> **EXTRACTED ENTRIES**
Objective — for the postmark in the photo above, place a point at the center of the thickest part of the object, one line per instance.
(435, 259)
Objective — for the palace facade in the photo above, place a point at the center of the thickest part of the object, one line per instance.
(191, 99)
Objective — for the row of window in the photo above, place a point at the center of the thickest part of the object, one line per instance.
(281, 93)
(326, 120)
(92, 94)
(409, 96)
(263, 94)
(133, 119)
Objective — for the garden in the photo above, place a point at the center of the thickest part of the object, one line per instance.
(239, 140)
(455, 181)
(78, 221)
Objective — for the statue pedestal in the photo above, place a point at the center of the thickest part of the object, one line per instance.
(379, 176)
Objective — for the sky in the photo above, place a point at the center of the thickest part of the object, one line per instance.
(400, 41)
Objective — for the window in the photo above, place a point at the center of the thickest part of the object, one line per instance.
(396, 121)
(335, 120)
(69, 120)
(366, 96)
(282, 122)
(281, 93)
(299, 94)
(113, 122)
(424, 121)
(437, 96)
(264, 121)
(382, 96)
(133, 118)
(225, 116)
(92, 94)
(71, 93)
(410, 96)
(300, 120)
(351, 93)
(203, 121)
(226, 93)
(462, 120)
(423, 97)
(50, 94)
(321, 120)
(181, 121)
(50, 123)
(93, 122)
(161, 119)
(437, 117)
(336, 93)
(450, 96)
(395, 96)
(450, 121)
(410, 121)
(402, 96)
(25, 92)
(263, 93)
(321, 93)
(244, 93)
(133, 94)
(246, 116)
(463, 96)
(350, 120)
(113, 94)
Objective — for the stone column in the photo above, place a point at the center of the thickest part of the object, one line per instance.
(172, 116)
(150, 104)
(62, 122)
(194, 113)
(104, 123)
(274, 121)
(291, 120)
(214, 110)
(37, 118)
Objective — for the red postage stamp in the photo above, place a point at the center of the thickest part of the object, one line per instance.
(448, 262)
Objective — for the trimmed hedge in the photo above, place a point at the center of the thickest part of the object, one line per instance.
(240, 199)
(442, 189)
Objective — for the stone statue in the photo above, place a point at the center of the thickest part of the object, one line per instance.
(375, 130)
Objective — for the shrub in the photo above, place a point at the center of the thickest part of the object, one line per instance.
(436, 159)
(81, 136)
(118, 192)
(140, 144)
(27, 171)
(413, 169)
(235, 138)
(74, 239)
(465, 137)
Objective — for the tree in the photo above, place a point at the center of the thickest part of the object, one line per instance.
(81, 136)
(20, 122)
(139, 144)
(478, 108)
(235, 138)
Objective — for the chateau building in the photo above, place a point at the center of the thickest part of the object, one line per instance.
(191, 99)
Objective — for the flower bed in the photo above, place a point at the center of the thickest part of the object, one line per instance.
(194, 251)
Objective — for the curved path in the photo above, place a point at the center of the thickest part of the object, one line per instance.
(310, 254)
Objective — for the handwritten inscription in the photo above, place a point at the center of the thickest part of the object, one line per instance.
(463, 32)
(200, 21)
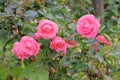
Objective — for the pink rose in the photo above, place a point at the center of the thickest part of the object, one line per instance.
(95, 47)
(102, 39)
(37, 36)
(58, 44)
(47, 29)
(18, 51)
(25, 48)
(88, 26)
(71, 43)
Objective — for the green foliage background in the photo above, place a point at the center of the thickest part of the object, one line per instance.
(20, 17)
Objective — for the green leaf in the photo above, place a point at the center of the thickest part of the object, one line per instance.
(31, 72)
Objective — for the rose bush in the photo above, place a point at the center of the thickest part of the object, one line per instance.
(26, 47)
(59, 40)
(88, 26)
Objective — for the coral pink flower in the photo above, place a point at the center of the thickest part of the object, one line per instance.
(58, 44)
(71, 43)
(25, 48)
(18, 51)
(37, 36)
(95, 47)
(88, 26)
(102, 39)
(47, 29)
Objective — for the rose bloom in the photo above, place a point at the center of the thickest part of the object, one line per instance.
(88, 26)
(102, 39)
(25, 48)
(18, 51)
(58, 44)
(71, 43)
(95, 47)
(47, 29)
(37, 36)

> **REQUIREMENTS**
Your task is to reproduce all of the material exactly. The pictures stay out.

> **EXPECTED ANSWER**
Objective — for the postmark in the photo above, place a point at the center of the thickest part of the object, one line per instance.
(435, 259)
Objective — for the palace facade in the photo above, place a point at the center of the thickest part of the object, one line per instance.
(191, 99)
Objective — for the row of window in the photo above, place a point at the center of the thickest part of the object, one line per instance.
(281, 93)
(326, 120)
(92, 94)
(409, 96)
(263, 94)
(133, 119)
Objective — for the garden in the photo above, place a point at the center of the thickest part of the object, one line per instance.
(239, 140)
(455, 181)
(78, 221)
Objective — for the statue pedestal in the photo above, place a point at the center of the thickest part of the object, one line per instance.
(379, 176)
Objective — for the sky in the photo above, place a point at the center of the thickest part of the object, one line per instance.
(400, 41)
Objective — for the window in the photo above, place a point at the center of the thickest part of the object, one line per instance.
(396, 121)
(335, 120)
(69, 120)
(366, 96)
(282, 122)
(281, 93)
(299, 94)
(113, 122)
(424, 121)
(437, 96)
(264, 121)
(382, 96)
(133, 118)
(225, 116)
(92, 94)
(71, 93)
(410, 96)
(300, 120)
(351, 93)
(203, 121)
(226, 93)
(462, 120)
(423, 97)
(50, 94)
(321, 120)
(181, 121)
(50, 123)
(93, 122)
(161, 119)
(437, 117)
(336, 93)
(450, 96)
(395, 96)
(450, 121)
(410, 121)
(402, 96)
(25, 92)
(263, 93)
(321, 93)
(244, 93)
(133, 94)
(246, 116)
(463, 96)
(350, 120)
(113, 94)
Objective — for the stone column in the photo above, place a point at the center of the thickest part of the object, one line per instance.
(172, 116)
(150, 104)
(62, 122)
(194, 113)
(104, 123)
(274, 121)
(291, 120)
(214, 110)
(37, 118)
Objective — for the red postage stamp in the photo above, place a point at the center of the thickest part of the object, one line per instance.
(448, 262)
Objective — for the trimmed hedge in the photo above, place a point at the center of the thickest part of the object, one line per instance.
(240, 199)
(442, 189)
Objective — for the stone statue in the photo above, place a point at the center of the thickest part of the object, one line per instance.
(375, 130)
Objective — for the shrub in the photo above, place a point at the center of the thickest part of the object, one line per instance.
(436, 159)
(81, 136)
(118, 192)
(140, 144)
(27, 171)
(413, 169)
(235, 138)
(74, 239)
(465, 137)
Objective — for the tree in the photo above, place a point at the center of the thickest part of the object, one line per instance.
(81, 136)
(20, 122)
(139, 144)
(478, 108)
(235, 138)
Objective — for the chateau building in the photo above, place a point at the center of the thickest part of the object, one line per instance.
(191, 99)
Objective — for the flower bed in the photo above, place a point at the center of the thickest part of the object, one line per instance.
(194, 251)
Objective — for the curved path in the photo above, place a point at the center of the thickest part of the object, one line per instance.
(310, 254)
Objective — for the handwritten inscription in the photo above, place a point at the center of the thickest part of the object, one line per instance.
(463, 32)
(200, 21)
Objective — for the pink rose in the photo above, place a point at the center of the thickest part of the object, one line per instance.
(95, 47)
(102, 39)
(37, 36)
(58, 44)
(47, 29)
(18, 51)
(25, 48)
(88, 26)
(71, 43)
Objective — for the green foliage background in the photo above, place a point at the center of the thickest part of the object, one line per instance.
(20, 17)
Objective — for the green leaf in the photo above, place a point at the center of the thickest part of the object, one line per instance.
(31, 72)
Objective — for the rose bush in the photo above, place a point at the center of the thickest part of the object, one line per instance.
(26, 47)
(59, 40)
(88, 26)
Objective — for the coral pink flower in the photo above, place a point at the center of the thickest part of the object, one line per instance.
(58, 44)
(71, 43)
(25, 48)
(18, 51)
(37, 36)
(95, 47)
(88, 26)
(102, 39)
(47, 29)
Objective — for the rose bloom in the photo above, place a point at the center of the thickest part of the object, one line per instance.
(88, 26)
(102, 39)
(25, 48)
(18, 51)
(58, 44)
(71, 43)
(95, 47)
(47, 29)
(37, 36)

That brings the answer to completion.